*EXERCISE REQUIREMENTS:*
a - In the issue thread, what probably helped get past the GCP throttling?
b - Copy word for word the part of the issue thread starting at "Issue has been" and ending at "that might help.".

--- START SOURCE DOCUMENT ---

Closed mvines closed 6 years ago
Seems ok now, restarting the VM probably helped get past the GCP throttling (until it gets tagged again). Leaving this issue open for now to monitor.
Issue has been observed again
We could send some txs in that loop to poll for get_last_id to force the server to create a new one. Another fix could be to lower the tx_count that might help.
I bet that once #718 lands and validators vote once a second regardless this'll get better
I've not seen this reproduce recently. Opportunistically closing until it reoccurs
This is reproducing on the testnet when CUDA is disabled.
I've had some success reproducing this issue locally, and have discovered I cannot reproduce the issue when I swap this .par_iter()
for a normal .iter()

--- END SOURCE DOCUMENT ---
--- START DATA SUPPLIED ---

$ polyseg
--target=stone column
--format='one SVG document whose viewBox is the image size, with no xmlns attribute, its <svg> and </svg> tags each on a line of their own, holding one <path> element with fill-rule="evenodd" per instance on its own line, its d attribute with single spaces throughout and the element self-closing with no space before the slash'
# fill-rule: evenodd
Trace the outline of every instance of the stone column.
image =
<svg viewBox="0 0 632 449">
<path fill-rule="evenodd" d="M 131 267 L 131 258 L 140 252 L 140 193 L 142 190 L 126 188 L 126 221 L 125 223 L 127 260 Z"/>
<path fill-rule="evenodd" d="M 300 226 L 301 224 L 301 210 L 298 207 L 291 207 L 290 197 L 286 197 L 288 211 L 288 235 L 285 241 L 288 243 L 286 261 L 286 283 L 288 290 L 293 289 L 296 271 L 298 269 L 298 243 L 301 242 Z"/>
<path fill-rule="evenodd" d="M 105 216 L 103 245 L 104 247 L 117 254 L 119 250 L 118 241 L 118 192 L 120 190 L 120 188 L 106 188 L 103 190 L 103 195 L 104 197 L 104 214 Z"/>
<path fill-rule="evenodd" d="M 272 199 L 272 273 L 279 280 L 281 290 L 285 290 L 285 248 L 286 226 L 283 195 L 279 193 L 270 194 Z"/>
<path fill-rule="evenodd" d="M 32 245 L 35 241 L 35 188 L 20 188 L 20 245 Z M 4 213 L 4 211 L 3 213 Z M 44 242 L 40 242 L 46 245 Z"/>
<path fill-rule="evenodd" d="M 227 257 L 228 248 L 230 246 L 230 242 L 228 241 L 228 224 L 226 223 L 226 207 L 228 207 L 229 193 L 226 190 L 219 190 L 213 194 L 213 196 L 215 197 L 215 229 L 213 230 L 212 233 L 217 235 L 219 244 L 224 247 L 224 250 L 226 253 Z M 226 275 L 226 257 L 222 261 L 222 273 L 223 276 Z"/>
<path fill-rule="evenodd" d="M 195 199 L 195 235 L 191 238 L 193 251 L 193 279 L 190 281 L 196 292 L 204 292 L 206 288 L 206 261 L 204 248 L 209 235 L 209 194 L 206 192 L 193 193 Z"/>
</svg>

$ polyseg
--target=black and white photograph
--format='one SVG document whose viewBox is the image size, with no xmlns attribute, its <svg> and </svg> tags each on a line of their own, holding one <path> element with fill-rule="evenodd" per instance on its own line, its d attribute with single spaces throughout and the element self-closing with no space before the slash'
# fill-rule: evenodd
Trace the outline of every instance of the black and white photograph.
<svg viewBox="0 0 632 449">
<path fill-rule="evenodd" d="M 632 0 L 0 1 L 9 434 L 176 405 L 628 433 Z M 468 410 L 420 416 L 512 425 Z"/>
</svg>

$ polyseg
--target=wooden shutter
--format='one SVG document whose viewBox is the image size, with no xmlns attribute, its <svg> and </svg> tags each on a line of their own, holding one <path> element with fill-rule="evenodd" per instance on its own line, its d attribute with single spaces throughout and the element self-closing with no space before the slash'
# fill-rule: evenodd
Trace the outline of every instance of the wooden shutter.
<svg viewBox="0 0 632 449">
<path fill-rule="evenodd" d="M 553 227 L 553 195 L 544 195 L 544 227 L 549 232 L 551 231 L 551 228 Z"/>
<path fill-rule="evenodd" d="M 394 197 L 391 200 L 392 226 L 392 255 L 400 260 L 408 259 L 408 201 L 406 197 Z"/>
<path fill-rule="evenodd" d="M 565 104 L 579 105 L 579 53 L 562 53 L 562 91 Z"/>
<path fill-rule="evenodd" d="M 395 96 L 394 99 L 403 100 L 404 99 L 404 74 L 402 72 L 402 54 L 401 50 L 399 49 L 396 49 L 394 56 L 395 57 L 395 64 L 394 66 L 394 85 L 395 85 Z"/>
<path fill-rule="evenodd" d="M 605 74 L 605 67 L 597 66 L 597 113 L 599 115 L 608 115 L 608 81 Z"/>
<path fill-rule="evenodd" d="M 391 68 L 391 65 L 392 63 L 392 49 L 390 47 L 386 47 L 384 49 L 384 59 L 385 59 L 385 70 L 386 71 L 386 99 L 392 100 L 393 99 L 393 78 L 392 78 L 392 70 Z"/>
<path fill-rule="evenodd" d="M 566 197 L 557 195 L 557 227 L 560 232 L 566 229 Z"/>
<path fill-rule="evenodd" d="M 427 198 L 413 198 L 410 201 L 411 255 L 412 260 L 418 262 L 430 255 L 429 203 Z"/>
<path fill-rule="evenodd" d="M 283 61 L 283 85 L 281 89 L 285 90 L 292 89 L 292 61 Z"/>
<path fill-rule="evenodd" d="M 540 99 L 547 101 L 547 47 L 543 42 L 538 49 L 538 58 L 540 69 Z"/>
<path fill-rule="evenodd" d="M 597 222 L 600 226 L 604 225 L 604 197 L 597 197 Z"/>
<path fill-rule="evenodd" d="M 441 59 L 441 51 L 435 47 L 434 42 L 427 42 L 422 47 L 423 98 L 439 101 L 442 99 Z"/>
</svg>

--- END DATA SUPPLIED ---

*FINAL ANSWERS:*
a - Restarting the VM.

b -
Issue has been observed again
We could send some txs in that loop to poll for get_last_id to force the server to create a new one. Another fix could be to lower the tx_count that might help.